[START Given data]

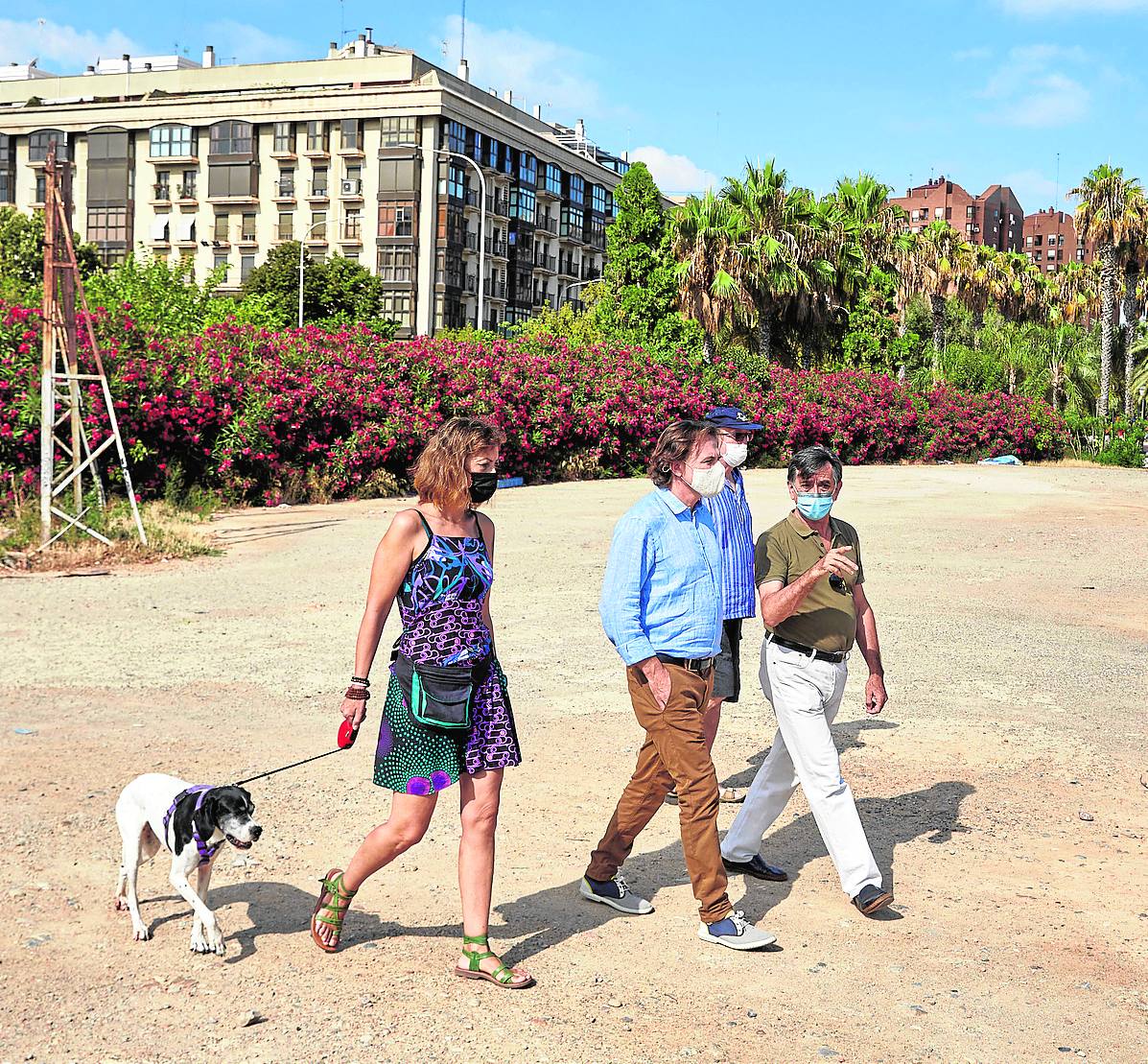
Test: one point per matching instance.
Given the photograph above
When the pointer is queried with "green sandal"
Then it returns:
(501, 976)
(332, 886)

[END Given data]
[START Given data]

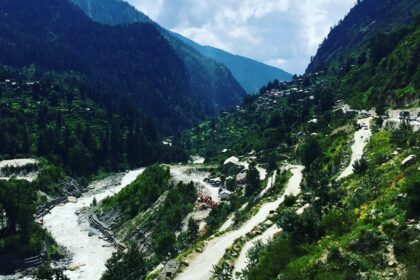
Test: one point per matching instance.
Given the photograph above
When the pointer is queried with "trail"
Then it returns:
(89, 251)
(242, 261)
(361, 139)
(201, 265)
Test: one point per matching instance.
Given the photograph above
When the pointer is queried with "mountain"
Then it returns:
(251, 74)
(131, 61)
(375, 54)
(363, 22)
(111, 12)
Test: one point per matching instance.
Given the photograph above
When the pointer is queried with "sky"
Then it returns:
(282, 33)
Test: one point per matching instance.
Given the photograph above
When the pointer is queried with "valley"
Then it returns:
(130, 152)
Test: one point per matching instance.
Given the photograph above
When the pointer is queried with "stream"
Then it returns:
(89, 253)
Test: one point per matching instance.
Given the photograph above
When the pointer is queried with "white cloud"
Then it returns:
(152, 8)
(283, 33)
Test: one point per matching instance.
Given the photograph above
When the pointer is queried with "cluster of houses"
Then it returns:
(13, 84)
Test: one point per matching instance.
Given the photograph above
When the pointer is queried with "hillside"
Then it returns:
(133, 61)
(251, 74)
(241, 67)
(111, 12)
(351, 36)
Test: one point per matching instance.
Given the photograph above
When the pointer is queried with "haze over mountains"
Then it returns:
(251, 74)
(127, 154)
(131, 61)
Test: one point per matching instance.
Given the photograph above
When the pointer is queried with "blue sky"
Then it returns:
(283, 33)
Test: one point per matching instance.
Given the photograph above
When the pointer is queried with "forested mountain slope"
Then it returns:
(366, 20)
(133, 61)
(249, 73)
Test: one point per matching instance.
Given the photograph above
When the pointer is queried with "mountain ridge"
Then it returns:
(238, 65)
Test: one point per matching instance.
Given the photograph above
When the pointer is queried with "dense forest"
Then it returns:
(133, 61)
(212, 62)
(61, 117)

[END Given data]

Aim of the task
Pick out every line in the rows above that contains the string "green", and copy each such line.

Worked solution
When the pointer is queried with "green sandal"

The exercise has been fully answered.